• _Page extract_:
┌──
When customers’ utilitarian motives align with what is provided by firm agents’ support, there is a higher likelihood of customer satisfaction. For example, in the study, agents who continued to help customers narrow down their preferences during the back-and-forth interaction produced more satisfying customer chat experiences. For hedonic customers exchanging the higher volume of preferences with the agent, there was no effect on satisfaction. Hedonic customers are less focused on efficiency and the task’s completion than the overall process.
Another key factor is the type of chat agent, namely human agents or chatbots. Decision makers must balance the use of human agents that generate higher training and compensation costs versus the use of chatbots. But what Folse and her coauthors show is that task-focused customers tend to be equally satisfied with either chatbots or human agents whereas more hedonic customers find that a human agent creates a more enjoyable shopping experience. For example, if I’m looking for a travel mug that doesn’t spill my coffee when I’m driving over roads that are rough or under construction, I may not find a verbatim script of its specifications or a summary of what customer reviews have said that compelling. I may simply want someone who has used the product or knows someone who has used the product to vouch for it or talk about their personal experience with it. That human touch might be more of a difference maker for me in my product decision.
At the very least, chat protocols should incorporate motive-identifying questions so that customers are routed and categorized appropriately and as early in the funnel as possible. Knowing their customers’ goals will thus help firms remain cost effective and act in a manner that keeps customers satisfied.
What Should Your Firm Do?
└──
• _Explore the material_:
A - List each term the passage on chat-based customer support uses to classify customers by their motives.
B - Summarize the passage on chat-based customer support in two sentences.
C - According to the passage on chat-based customer support, how do task-focused customers rate chatbots compared with human agents?

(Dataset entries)
┌──
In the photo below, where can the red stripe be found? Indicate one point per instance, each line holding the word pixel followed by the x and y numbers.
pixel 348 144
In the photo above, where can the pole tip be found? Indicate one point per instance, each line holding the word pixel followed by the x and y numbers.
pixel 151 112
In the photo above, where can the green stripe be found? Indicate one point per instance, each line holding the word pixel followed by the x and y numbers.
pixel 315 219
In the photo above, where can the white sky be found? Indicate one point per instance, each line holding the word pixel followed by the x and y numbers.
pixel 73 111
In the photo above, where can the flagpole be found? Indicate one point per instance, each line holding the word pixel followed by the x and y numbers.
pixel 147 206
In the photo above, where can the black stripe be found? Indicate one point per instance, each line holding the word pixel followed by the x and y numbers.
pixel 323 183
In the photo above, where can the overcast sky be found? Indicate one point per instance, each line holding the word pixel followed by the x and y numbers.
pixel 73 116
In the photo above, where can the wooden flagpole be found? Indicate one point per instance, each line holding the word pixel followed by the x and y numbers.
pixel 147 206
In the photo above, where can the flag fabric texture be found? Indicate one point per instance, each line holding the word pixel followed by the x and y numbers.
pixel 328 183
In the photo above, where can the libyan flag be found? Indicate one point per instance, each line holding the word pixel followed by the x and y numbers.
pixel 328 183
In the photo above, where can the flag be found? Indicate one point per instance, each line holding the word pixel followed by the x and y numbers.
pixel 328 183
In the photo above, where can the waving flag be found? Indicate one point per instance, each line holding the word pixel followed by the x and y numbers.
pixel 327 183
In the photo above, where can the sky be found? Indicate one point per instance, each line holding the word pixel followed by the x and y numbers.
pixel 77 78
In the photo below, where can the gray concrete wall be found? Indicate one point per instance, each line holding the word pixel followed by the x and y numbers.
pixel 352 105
└──
┌──
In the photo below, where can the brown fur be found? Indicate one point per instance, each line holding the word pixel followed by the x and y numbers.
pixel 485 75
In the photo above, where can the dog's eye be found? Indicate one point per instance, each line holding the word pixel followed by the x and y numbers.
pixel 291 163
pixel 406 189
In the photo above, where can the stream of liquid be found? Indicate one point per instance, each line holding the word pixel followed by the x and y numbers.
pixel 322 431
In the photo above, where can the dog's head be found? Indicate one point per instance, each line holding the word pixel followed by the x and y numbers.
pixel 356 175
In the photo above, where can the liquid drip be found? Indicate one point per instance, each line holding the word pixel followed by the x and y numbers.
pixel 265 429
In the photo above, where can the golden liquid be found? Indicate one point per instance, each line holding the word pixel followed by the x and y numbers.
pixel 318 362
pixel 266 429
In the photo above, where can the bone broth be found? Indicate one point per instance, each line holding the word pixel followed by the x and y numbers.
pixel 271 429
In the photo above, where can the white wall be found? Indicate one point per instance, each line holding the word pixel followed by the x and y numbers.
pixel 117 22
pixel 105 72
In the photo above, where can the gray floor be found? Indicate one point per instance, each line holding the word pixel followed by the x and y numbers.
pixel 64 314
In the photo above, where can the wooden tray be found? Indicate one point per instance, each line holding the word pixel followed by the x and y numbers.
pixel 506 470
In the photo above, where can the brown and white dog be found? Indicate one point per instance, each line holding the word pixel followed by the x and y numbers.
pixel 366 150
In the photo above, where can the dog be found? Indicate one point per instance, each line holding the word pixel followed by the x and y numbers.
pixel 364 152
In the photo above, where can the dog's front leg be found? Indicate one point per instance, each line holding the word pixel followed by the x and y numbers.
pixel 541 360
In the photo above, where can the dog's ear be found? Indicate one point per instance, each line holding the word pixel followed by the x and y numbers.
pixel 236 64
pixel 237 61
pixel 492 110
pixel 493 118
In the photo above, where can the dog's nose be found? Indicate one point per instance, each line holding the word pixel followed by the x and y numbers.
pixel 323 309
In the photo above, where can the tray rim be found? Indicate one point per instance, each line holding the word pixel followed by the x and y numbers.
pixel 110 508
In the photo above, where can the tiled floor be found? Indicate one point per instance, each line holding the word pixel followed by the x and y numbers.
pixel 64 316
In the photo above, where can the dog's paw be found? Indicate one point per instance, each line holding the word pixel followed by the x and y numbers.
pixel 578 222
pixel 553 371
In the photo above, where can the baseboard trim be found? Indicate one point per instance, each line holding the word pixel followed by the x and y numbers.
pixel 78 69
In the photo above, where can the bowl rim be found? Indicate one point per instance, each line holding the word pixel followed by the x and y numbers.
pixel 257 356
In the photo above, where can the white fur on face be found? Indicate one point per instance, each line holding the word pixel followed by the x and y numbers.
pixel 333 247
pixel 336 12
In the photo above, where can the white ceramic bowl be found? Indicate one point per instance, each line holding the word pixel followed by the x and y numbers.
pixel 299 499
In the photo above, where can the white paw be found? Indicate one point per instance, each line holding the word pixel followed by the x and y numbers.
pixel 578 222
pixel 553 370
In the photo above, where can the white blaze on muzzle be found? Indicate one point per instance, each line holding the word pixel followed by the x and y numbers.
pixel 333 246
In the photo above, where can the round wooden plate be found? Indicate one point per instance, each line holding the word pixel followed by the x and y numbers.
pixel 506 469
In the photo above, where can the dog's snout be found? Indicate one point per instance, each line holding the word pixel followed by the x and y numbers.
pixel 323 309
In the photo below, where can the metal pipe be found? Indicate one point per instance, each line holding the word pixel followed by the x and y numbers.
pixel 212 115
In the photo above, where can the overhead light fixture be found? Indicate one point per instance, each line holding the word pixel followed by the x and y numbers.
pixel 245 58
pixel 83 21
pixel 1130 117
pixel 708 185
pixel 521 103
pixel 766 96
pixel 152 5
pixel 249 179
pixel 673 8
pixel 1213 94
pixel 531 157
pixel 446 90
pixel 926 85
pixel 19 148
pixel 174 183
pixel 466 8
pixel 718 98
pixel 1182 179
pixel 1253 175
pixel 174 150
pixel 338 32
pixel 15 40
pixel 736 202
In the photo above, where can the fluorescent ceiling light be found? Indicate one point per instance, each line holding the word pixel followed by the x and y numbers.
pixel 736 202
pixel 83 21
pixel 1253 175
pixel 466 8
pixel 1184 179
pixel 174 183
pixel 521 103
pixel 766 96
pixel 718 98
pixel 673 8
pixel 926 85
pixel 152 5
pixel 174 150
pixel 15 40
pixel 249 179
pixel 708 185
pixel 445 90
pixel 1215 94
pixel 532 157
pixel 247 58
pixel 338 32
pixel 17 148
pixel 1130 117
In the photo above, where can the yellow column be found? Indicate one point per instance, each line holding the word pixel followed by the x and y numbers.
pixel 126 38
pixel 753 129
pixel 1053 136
└──
• _Task-by-task outputs_:
A -
Customers with utilitarian motives
Hedonic customers
Task-focused customers

B - Task-focused customers are more satisfied when agents help them narrow down their preferences, and they are equally satisfied with chatbots or human agents. Hedonic customers care more about the overall process and find human agents more enjoyable, so chat protocols should ask motive-identifying questions early to route customers appropriately.

C - They tend to be equally satisfied with either.